■ 本文
理屈対策で、アップ対策が明確になりました。

 それは、①金利を減らすこと(借金を減らすこと)、②粗利益を増やし、確実に経常利益を上げること、③自己資本を増やすこと、④総資産をスリム化することの4つでした。この4つの対策を実践されることで、確実にY点はアップし、経審全体のP点も自動的にアップします。

 それでは具体策に入りますが、具体策は、各会社により、建設業の工事種類などにより違ってくると思います。第1章「自社の得意技で勝負する」、第3章「経営の勘どころ」、第5章「繁栄が繁栄を呼ぶ」の記事は、社長さんらの実体験を綴っていますので参考になると考えます。特に第1章「自社の得意技で勝負する」の箇所を中心に述べていきます。

 本来、建設現場のことは、社長さんらが一番よく理解されていますので、おこがましく浅薄な私が述べることではありませんが、応援歌だと思っていただければ幸いです。

 

⑴ 金利を減らすこと(借金を減らすこと)

 お金がなければ、経営を続けることができません。いつも資金繰りで忙しい会社は、社長の心に余裕がなく、良い仕事をお客さんに提供できません。その結果、仕事がなくなっていき、会社を閉めることになります。または、本業以外で儲けようとして、さらに墓穴を掘るケースが多いようです。

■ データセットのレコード
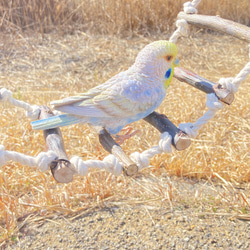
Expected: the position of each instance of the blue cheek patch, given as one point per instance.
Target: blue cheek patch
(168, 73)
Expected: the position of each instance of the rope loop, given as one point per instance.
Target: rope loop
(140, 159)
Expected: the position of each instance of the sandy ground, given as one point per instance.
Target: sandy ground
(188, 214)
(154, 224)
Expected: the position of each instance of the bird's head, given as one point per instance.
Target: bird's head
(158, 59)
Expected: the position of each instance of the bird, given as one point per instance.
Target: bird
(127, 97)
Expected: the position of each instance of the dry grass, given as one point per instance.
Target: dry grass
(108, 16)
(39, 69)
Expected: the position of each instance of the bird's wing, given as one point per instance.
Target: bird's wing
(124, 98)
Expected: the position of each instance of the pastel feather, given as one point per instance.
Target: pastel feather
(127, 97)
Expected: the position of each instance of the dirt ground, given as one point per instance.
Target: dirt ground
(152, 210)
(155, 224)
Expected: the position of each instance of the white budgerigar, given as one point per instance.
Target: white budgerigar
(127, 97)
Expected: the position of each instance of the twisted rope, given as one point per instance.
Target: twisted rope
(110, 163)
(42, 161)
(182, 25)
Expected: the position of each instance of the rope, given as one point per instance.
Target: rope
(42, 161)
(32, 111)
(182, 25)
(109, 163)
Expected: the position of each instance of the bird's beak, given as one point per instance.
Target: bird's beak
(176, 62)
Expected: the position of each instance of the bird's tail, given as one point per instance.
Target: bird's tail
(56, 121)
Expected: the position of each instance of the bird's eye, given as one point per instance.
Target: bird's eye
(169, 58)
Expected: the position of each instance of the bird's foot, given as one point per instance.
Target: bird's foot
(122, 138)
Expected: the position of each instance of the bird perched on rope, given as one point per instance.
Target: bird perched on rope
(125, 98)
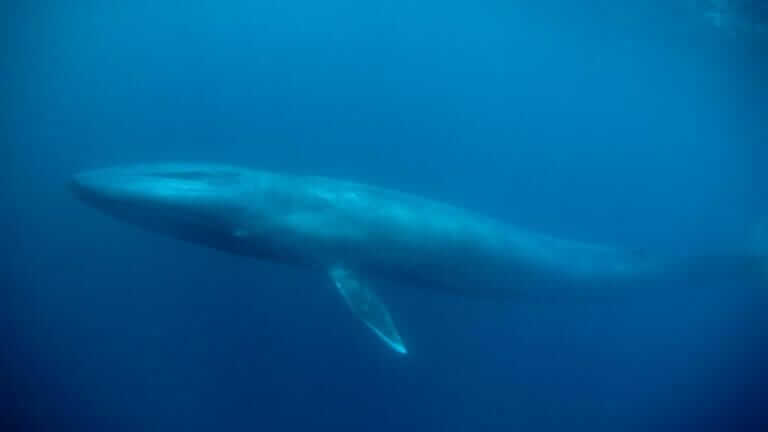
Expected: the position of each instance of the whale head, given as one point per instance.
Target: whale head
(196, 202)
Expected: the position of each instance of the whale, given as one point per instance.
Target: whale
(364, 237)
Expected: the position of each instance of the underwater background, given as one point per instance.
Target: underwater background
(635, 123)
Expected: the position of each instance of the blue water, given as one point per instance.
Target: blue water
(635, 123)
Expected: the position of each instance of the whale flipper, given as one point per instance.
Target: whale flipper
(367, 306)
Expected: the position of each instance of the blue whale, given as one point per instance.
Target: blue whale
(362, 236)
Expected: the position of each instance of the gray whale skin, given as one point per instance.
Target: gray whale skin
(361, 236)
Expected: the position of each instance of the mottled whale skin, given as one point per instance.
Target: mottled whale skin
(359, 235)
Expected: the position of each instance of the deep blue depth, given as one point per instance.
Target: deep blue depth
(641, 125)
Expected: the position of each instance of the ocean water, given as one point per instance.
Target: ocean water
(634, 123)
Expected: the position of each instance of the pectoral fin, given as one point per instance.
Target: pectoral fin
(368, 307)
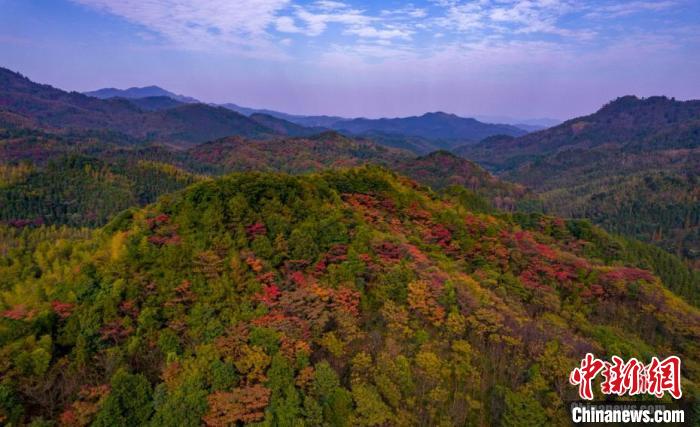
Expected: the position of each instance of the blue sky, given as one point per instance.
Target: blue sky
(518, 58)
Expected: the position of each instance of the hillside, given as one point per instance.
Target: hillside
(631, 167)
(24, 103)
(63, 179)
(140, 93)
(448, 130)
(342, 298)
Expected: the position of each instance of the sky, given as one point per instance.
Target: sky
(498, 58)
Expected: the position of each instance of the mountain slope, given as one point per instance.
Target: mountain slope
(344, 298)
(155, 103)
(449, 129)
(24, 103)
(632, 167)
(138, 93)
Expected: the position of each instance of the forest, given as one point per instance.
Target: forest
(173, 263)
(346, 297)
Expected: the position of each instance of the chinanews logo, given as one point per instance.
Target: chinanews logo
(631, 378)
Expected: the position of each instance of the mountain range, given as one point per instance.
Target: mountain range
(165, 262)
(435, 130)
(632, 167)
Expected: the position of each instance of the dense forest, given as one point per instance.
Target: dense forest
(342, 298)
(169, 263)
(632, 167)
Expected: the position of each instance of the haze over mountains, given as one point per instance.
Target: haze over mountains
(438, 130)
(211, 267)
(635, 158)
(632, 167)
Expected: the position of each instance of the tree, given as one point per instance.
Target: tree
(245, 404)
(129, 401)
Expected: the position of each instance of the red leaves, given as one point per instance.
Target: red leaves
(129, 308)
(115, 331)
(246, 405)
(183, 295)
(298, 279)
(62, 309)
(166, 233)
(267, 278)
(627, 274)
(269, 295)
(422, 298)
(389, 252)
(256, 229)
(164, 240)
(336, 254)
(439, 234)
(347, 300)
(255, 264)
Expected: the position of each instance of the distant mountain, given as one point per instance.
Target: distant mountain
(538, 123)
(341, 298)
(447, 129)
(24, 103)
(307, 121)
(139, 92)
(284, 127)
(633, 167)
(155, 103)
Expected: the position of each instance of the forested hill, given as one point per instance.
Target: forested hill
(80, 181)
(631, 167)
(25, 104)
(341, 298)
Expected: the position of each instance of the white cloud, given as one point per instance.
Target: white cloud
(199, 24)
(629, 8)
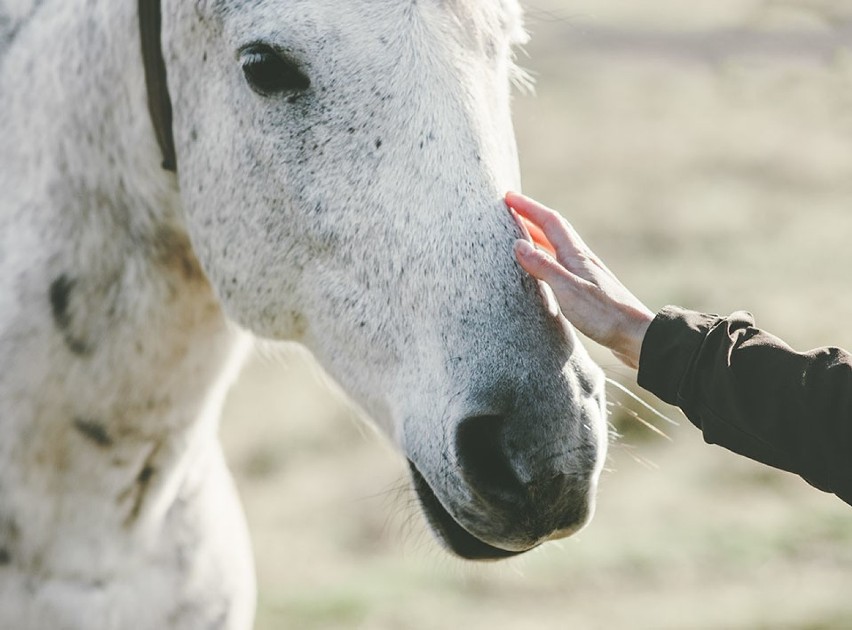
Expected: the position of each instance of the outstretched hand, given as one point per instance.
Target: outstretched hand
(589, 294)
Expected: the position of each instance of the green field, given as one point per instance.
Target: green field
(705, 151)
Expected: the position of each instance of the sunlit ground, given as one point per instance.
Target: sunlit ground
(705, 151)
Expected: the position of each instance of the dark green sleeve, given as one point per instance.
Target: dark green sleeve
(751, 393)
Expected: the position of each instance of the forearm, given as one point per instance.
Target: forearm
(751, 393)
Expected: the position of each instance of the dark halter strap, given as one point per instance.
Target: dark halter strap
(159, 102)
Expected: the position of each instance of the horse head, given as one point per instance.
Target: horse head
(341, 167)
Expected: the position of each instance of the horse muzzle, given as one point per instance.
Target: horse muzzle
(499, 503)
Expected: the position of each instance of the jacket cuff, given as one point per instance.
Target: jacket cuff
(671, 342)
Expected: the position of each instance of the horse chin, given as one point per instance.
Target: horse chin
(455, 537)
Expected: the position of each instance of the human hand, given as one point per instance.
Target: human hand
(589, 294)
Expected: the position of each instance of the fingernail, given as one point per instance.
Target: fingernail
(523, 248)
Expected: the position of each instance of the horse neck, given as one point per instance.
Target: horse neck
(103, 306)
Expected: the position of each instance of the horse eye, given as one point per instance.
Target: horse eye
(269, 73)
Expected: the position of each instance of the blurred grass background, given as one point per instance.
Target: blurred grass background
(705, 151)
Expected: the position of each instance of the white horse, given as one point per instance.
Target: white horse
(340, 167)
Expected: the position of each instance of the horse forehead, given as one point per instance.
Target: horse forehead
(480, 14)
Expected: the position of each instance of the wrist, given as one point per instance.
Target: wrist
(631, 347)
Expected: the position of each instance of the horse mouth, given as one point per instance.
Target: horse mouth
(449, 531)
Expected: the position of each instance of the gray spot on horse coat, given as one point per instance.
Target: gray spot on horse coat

■ 作業内容
1 – 本文の内容を2文でまとめてください。
2 – 次の記述が本文と合っているかどうか、それぞれ「はい」か「いいえ」で答え、根拠となる本文の言葉をそのまま引用してください。(a) 挙げられている対策は4つである。(b) 具体策はどの会社でも同じである。(c) 主に第3章の箇所を中心に述べていく。
レコードはこの作業には関係しません。

■ 解答
1 – Y点を上げる対策は、金利を減らすこと、粗利益を増やして経常利益を上げること、自己資本を増やすこと、総資産をスリム化することの4つで、実践すればY点も経審全体のP点もアップする。具体策は会社や工事種類により違うが、まず金利を減らすことについては、お金がなければ経営を続けられず、資金繰りに追われる会社は良い仕事を提供できずに仕事がなくなり、会社を閉めることになると述べている。

2 –
(a) はい。「④総資産をスリム化することの4つでした」
(b) いいえ。「具体策は、各会社により、建設業の工事種類などにより違ってくると思います」
(c) いいえ。「特に第1章「自社の得意技で勝負する」の箇所を中心に述べていきます」